* **What to work on**
Repeat every entry below exactly as given.

Records supplied: Begin

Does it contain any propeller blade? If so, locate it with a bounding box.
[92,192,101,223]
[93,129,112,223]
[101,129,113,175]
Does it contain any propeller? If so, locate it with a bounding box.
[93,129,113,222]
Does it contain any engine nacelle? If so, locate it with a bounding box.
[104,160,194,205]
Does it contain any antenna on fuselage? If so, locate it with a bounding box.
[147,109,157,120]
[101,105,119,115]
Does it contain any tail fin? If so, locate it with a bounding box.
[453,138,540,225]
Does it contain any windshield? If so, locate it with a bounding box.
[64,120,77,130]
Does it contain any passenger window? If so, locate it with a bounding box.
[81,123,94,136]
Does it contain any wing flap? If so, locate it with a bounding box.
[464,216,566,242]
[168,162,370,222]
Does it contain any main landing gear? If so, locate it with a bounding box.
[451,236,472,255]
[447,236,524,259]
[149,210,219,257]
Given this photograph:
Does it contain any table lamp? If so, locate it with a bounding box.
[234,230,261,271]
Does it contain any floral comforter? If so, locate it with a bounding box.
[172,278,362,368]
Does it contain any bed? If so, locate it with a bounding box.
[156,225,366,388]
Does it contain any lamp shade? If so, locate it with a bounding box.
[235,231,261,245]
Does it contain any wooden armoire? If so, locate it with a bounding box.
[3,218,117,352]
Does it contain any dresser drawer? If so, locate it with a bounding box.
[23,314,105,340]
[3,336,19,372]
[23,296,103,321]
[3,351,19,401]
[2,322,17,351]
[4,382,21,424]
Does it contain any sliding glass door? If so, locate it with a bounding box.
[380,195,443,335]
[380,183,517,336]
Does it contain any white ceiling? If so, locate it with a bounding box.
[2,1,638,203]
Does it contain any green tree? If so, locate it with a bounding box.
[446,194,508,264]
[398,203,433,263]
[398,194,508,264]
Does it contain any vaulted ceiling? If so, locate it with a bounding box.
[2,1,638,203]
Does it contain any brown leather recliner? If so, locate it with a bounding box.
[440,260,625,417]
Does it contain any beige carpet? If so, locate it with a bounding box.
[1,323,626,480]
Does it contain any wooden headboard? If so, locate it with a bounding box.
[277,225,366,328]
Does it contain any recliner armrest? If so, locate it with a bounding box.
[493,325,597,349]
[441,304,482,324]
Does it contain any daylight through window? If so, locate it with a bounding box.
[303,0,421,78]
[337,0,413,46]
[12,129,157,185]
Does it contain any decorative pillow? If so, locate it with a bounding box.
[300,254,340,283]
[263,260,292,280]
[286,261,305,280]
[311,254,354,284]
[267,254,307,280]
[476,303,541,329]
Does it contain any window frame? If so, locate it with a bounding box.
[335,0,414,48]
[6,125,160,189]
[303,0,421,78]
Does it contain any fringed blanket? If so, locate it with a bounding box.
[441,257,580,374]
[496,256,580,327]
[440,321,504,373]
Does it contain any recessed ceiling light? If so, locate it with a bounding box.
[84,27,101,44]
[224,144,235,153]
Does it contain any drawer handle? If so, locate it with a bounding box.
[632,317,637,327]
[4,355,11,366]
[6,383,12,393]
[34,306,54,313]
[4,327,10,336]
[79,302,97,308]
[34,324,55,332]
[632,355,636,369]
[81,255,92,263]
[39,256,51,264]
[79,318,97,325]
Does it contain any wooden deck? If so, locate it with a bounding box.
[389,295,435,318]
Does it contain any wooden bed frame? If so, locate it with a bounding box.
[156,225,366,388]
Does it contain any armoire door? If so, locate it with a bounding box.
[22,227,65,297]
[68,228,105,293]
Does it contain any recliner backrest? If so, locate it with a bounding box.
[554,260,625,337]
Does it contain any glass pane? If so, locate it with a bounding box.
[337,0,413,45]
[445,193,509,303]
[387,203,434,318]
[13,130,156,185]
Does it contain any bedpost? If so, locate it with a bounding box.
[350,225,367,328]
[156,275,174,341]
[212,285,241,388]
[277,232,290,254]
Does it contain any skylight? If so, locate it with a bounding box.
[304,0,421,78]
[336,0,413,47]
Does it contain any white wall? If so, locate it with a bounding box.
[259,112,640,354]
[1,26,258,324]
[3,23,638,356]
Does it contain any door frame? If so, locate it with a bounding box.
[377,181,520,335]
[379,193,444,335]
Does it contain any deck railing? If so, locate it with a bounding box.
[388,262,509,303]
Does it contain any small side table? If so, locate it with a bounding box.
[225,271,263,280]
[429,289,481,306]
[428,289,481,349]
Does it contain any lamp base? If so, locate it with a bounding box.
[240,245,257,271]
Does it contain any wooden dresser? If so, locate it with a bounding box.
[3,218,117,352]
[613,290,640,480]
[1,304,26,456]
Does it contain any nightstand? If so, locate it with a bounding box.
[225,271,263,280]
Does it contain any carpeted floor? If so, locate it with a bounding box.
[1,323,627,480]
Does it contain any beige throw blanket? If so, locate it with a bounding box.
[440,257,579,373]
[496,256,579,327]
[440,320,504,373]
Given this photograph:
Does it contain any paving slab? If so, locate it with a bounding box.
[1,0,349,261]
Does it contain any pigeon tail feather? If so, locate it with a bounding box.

Records supplied: End

* **Written solution**
Does it contain any propeller blade? If so, locate it with a bounding box.
[92,192,101,223]
[93,129,112,223]
[101,129,113,175]
Does it contain any propeller? If so, locate it with a bounding box.
[93,129,113,222]
Does it contain any engine nacelle? If so, locate it with a bounding box.
[104,160,194,205]
Does it contain any antenna on fuselage? If so, locate it with a bounding box.
[147,109,157,120]
[101,105,119,115]
Does it contain any tail fin? If so, locate it with a bounding box.
[453,138,540,225]
Does it contain any windshield? If so, locate it with a bounding box.
[64,120,77,130]
Does it contain any passenger window? If so, locate it with a bounding box.
[81,123,94,136]
Does it contain any wing flap? If so, locate it with a bounding box.
[464,216,566,242]
[168,162,370,222]
Does it contain any main landing gear? If so, locate it with a bounding box.
[451,236,472,255]
[447,236,524,259]
[149,210,219,257]
Given this photograph:
Does it contain any table lamp? If so, locate it with a bounding box.
[234,230,261,271]
Does it contain any floral comforter? If so, locate it with a bounding box.
[172,278,362,368]
Does it contain any bed? If so, locate it with a bounding box.
[156,225,366,388]
Does it contain any lamp shade? If so, locate it with a bounding box.
[235,231,261,245]
Does it contain any wooden armoire? If so, locate it with a bounding box.
[3,218,117,352]
Does it contain any dresser drawer? If so, locate it with a bounding box.
[23,314,105,340]
[3,336,19,372]
[23,296,103,321]
[3,351,19,401]
[2,322,17,351]
[4,382,21,424]
Does it contain any sliding glass door? If so, locate it with a bounding box.
[380,195,443,335]
[380,183,517,336]
Does it contain any white ceiling? If so, locate it with a bounding box.
[2,1,638,203]
Does it contain any green tree? If so, locate it with a bounding box.
[446,194,508,264]
[398,203,433,263]
[398,194,508,264]
Does it contain any vaulted ceiling? If so, locate it with a bounding box.
[2,1,638,203]
Does it contain any brown leather recliner? If so, locate it with a bounding box.
[440,260,625,417]
Does it contain any beige carpet? If so, locate it with a bounding box.
[1,323,626,480]
Does it contain any wooden headboard? If so, locate it with a bounding box.
[277,225,366,328]
Does it contain any recliner armrest? If so, locate it with a bounding box.
[493,325,597,349]
[441,304,482,324]
Does it contain any daylight through window? If so, locate it with a bounding box.
[303,0,421,78]
[337,0,413,46]
[12,129,157,185]
Does it contain any decorative pillow? If so, locate it with a bounding box.
[300,254,340,283]
[263,260,292,280]
[286,261,305,280]
[311,254,354,284]
[267,254,307,280]
[476,303,541,329]
Does it contain any window frame? If so, locate it with a bounding box.
[335,0,414,48]
[6,125,160,189]
[303,0,421,78]
Does it contain any fringed blanket? If so, locate it with a bounding box.
[441,257,580,374]
[496,256,580,327]
[440,321,504,373]
Does it contain any recessed ceiling light? If so, locate it with a bounding box.
[84,27,101,44]
[224,144,235,153]
Does it contain any drawer handle? If so, locate it with a bounding box.
[632,317,637,327]
[4,355,11,366]
[6,383,12,393]
[34,306,54,313]
[4,327,10,336]
[79,302,97,308]
[34,324,55,332]
[632,355,636,369]
[81,255,92,263]
[39,256,51,264]
[79,318,97,325]
Does it contain any wooden deck? If so, locate it with a bounding box.
[389,295,435,318]
Does it contain any wooden bed frame? If so, locate it with a bounding box.
[156,225,366,388]
Does it contain any armoire door? If so, locate it with a bounding box.
[22,227,65,297]
[68,228,105,293]
Does it contain any recliner backrest? If so, locate it with a bounding box.
[554,260,625,337]
Does it contain any glass pane? If so, locate it with a bounding box.
[337,0,413,45]
[445,193,509,303]
[387,203,434,318]
[13,130,156,185]
Does it contain any bedpost? If so, locate it with a bounding box.
[350,225,367,328]
[156,275,174,341]
[212,285,241,388]
[277,232,290,254]
Does it contain any skylight? If so, locate it with a bounding box.
[304,0,421,78]
[336,0,413,47]
Does it contain any white wall? If so, locate it with a bounding box.
[259,112,640,354]
[1,26,258,324]
[3,23,638,356]
Does it contain any door frame? If so, locate it with a bounding box.
[377,181,520,335]
[379,193,444,335]
Does it contain any deck railing? If so, locate it with a bounding box.
[388,262,509,303]
Does it contain any small side table? If so, locate it with a bounding box.
[225,271,263,280]
[429,289,481,306]
[428,289,481,349]
Does it contain any lamp base? If so, locate it with a bounding box.
[240,245,257,271]
Does it contain any wooden dresser? If so, locate it with a bounding box.
[3,218,117,352]
[613,290,640,480]
[1,304,26,456]
Does it contain any nightstand? If so, locate it with a bounding box.
[225,271,263,280]
Does it contain any carpeted floor? If so, locate it with a bounding box.
[1,323,627,480]
Does it contain any beige throw blanket? If so, locate it with a bounding box.
[440,257,579,373]
[496,256,579,327]
[440,320,504,373]
Given this photograph:
Does it contain any paving slab? If so, locate it with a bounding box.
[1,0,349,261]
Does it contain any pigeon tail feather? If so, locate it with a bounding box.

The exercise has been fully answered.